== EXERCISE DETAILS ==
Find the line containing "written like (84,2)." in the listing below; reproduce it and every line after, exactly. Skip pictures.

== ROWS ==
※
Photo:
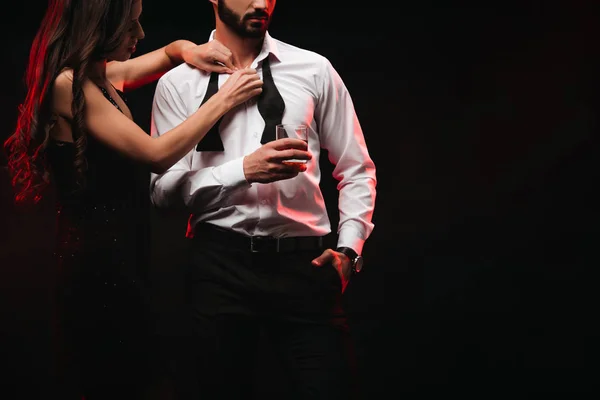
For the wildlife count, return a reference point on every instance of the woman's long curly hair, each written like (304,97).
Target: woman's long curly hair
(73,34)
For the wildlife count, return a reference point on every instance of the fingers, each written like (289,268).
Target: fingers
(324,258)
(289,143)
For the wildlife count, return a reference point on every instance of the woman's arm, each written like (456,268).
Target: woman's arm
(138,71)
(107,124)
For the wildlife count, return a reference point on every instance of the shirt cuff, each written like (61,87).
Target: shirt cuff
(231,174)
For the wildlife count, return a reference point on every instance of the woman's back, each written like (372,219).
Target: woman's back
(101,248)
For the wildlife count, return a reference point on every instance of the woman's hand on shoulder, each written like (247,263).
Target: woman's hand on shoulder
(212,56)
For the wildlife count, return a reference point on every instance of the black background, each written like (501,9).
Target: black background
(481,119)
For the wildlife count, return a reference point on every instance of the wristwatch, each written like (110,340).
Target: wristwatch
(356,260)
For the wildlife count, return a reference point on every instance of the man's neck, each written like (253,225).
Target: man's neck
(243,50)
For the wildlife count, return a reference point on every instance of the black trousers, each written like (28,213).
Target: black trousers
(236,298)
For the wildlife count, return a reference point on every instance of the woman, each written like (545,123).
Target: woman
(75,130)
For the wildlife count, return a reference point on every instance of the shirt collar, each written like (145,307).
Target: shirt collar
(269,47)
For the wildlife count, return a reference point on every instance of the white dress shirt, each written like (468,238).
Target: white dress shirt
(212,185)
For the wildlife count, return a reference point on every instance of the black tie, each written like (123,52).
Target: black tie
(212,140)
(270,106)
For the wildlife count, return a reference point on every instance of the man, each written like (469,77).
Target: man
(257,263)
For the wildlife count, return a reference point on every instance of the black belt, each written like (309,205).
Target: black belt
(256,244)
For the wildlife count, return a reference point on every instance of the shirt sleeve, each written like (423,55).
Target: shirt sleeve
(341,135)
(181,186)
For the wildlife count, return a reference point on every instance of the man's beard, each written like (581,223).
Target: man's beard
(239,24)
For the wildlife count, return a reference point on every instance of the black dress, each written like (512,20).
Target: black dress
(101,255)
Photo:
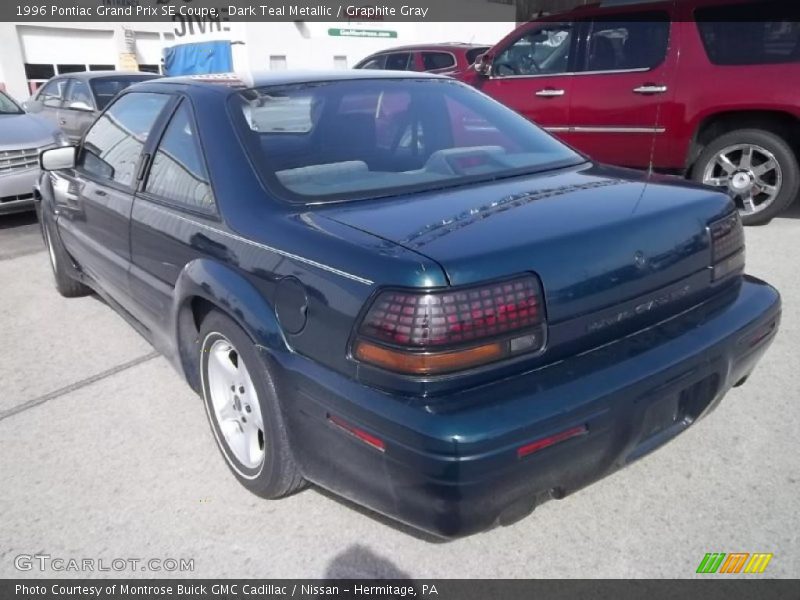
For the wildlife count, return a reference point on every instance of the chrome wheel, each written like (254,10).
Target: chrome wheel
(750,174)
(234,400)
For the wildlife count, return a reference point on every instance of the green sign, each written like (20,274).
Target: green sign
(371,33)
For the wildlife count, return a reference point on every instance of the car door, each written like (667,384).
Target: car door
(77,112)
(95,198)
(625,77)
(532,73)
(177,187)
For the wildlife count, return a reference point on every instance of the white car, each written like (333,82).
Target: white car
(22,137)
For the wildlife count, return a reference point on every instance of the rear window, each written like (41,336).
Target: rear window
(730,39)
(106,88)
(357,139)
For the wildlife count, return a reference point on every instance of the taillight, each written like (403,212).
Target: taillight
(423,332)
(727,246)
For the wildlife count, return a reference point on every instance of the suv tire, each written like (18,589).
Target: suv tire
(738,174)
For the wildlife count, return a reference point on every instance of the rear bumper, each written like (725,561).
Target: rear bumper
(450,465)
(16,190)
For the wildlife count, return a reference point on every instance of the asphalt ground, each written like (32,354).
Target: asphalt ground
(105,453)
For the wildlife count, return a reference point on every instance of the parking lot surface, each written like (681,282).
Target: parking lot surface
(106,453)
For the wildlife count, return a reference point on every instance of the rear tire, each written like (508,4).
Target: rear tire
(243,410)
(66,285)
(755,167)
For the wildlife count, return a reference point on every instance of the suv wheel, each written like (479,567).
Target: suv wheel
(243,410)
(757,168)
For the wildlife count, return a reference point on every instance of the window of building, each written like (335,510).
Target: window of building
(400,61)
(179,173)
(638,42)
(114,143)
(730,39)
(437,60)
(277,63)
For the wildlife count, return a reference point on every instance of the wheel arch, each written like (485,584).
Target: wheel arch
(205,285)
(711,126)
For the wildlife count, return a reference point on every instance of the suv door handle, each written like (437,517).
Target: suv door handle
(650,89)
(550,93)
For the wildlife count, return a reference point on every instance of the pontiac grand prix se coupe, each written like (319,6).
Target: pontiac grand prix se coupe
(394,287)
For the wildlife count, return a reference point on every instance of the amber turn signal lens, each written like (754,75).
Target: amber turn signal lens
(428,364)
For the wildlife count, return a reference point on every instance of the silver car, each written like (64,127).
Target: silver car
(72,101)
(22,137)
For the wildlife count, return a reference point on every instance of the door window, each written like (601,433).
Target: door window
(179,172)
(53,93)
(545,50)
(638,42)
(437,60)
(114,143)
(399,62)
(79,92)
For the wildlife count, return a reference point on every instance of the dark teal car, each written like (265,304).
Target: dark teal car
(391,286)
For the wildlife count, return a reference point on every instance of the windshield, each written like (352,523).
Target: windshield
(356,139)
(8,106)
(106,88)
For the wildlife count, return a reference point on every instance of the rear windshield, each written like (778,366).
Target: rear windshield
(357,139)
(106,88)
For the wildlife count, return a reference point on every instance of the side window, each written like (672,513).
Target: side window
(638,42)
(79,92)
(399,62)
(379,62)
(437,60)
(179,172)
(542,51)
(732,38)
(114,143)
(53,93)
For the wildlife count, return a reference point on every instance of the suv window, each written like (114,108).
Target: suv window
(635,42)
(730,39)
(179,172)
(437,60)
(53,93)
(399,62)
(79,92)
(113,144)
(541,51)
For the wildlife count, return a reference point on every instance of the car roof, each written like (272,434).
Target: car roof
(288,77)
(89,75)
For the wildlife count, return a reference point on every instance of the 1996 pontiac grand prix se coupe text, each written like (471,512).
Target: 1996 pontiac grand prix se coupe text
(392,286)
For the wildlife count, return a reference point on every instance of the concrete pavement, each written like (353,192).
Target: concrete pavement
(105,453)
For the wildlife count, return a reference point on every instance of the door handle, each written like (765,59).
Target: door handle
(650,89)
(550,93)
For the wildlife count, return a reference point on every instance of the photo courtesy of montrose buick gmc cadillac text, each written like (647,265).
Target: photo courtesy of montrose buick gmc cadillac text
(394,287)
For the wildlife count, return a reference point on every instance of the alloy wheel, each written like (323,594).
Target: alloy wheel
(235,403)
(750,174)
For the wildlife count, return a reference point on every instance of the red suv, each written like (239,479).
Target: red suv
(446,59)
(696,87)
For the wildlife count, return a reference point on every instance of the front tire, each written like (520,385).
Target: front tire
(66,285)
(243,410)
(757,168)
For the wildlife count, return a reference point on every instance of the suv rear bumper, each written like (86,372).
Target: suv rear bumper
(450,464)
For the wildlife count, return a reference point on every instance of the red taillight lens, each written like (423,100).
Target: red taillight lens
(425,332)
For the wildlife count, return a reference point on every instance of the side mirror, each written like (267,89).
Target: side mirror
(483,64)
(32,106)
(57,158)
(80,105)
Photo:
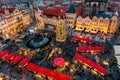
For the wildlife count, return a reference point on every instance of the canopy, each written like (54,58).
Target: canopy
(9,56)
(90,63)
(90,48)
(83,39)
(24,62)
(16,59)
(59,61)
(2,54)
(47,72)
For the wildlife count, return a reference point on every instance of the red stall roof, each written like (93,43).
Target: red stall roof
(2,54)
(90,63)
(47,72)
(79,38)
(9,56)
(17,59)
(24,62)
(90,48)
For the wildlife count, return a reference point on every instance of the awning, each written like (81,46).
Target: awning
(90,48)
(24,62)
(9,56)
(16,59)
(2,54)
(47,72)
(90,63)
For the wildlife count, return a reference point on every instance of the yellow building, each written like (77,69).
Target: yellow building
(96,24)
(114,24)
(61,31)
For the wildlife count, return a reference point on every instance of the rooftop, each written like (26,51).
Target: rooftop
(72,8)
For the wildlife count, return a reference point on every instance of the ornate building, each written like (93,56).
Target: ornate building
(93,6)
(97,23)
(114,23)
(61,31)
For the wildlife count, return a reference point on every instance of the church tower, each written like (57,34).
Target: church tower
(61,31)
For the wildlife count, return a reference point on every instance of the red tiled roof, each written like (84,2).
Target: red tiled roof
(47,72)
(55,11)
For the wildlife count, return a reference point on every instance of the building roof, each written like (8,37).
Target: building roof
(105,15)
(2,11)
(58,11)
(72,8)
(96,0)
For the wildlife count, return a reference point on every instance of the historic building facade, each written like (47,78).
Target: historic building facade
(93,6)
(13,20)
(61,31)
(96,24)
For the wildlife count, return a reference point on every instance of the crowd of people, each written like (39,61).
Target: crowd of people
(73,68)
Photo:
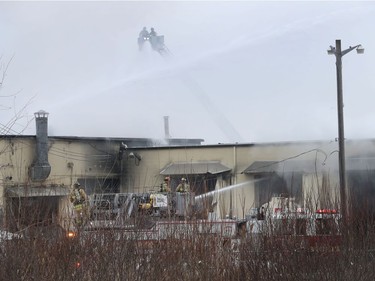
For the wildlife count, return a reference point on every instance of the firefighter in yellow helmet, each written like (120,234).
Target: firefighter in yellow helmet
(183,186)
(165,186)
(78,198)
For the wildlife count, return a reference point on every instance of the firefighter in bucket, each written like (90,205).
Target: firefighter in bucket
(78,198)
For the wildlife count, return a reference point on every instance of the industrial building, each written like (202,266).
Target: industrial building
(37,173)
※
== EXERCISE SOLUTION ==
For the wildlife count, return a reference point on every instance of the red tiled roof, each written like (84,2).
Target: red tiled roof
(47,72)
(55,11)
For the wildlife count, return a reference point on every instance of the building roof, each written like (8,37).
Target: building roof
(105,15)
(2,11)
(58,11)
(72,8)
(96,0)
For the wildlife count, return a reference point on every instance of the historic building facade, each written like (47,78).
Target: historic building facade
(93,6)
(13,20)
(61,31)
(96,24)
For the wildlife count, return a reference point on every instance of the crowd of people, each written like (39,61).
Target: crowd of people
(73,68)
Photo:
For the wildlife count, return a reference point on every instance of the firefighter in yellow helmet, each written like (120,234).
Target: firefighter in yellow helmet
(183,186)
(165,186)
(78,198)
For the wildlife count, return a reference point on every instance of the firefighter in bucket, each written like (90,205).
Target: firefighter in bucket
(78,198)
For the wildlife count, return a reference point on every instance of the industrial building, each written like (202,266).
Target: industrial building
(37,173)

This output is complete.